- **Your assignment**:
Please return, exactly and only, the lines beginning at the top of the entries below and ending with the line containing "Target: red coat with fur hood"; keep out the pictures.

[[ Given entries, beginning ]]

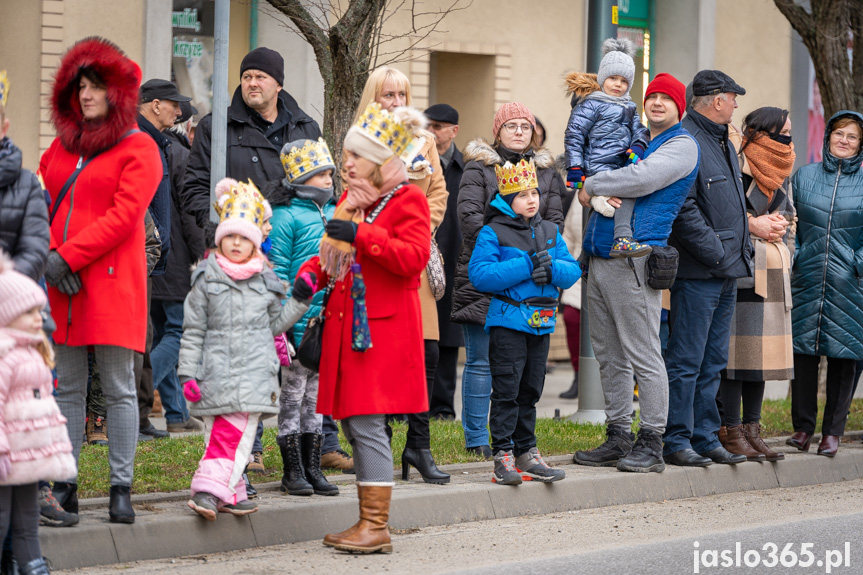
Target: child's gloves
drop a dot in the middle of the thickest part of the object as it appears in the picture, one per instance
(191, 391)
(575, 178)
(601, 205)
(5, 466)
(344, 230)
(304, 286)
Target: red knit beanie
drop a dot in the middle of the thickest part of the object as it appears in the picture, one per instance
(509, 112)
(668, 84)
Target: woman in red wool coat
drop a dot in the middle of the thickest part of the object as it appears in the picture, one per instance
(96, 269)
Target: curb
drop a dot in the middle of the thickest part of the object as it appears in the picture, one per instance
(165, 528)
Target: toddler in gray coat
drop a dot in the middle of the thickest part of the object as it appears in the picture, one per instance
(227, 358)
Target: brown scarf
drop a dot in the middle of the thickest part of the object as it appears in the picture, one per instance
(769, 161)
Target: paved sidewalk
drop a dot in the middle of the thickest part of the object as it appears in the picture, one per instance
(165, 527)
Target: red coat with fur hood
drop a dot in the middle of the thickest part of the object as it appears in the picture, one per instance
(99, 226)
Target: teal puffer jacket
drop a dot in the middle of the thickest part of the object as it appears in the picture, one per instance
(827, 275)
(297, 232)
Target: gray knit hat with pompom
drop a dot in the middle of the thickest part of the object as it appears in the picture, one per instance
(617, 61)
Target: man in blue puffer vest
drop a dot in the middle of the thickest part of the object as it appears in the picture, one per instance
(624, 310)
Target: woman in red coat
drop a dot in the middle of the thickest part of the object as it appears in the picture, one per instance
(381, 224)
(96, 269)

[[ Given entries, end ]]

- **Answer to this exercise**:
Target: child's gloves
drop a dot in the middle of the thickest part of the object as it appears in the picture, one per instance
(191, 391)
(575, 178)
(601, 205)
(5, 466)
(344, 230)
(304, 286)
Target: red knit beanie
drop a dot in the middle of the thickest part of the object as it appears in the picture, one per instance
(509, 112)
(668, 84)
Target: woman in red wool coat
drop a dot in the middle of the thickest part of the object as it appears in the picture, one per instance
(96, 269)
Target: curb
drop a dot in the middle of the thickest part of the object as it appears in the picture, one per instance
(165, 528)
Target: toddler in gray coat
drop a dot in the middle of the thickest part of the object as it appears in the picture, one per instance
(227, 358)
Target: brown scarf
drop a dot in the middle of the thickest part of the object as it appears in the picture, one per instance
(769, 161)
Target: paved sidewalk
drop a dot in the middle of the thickest part of the object as it appears in the picture, one per instance
(165, 527)
Target: red coat with fur hood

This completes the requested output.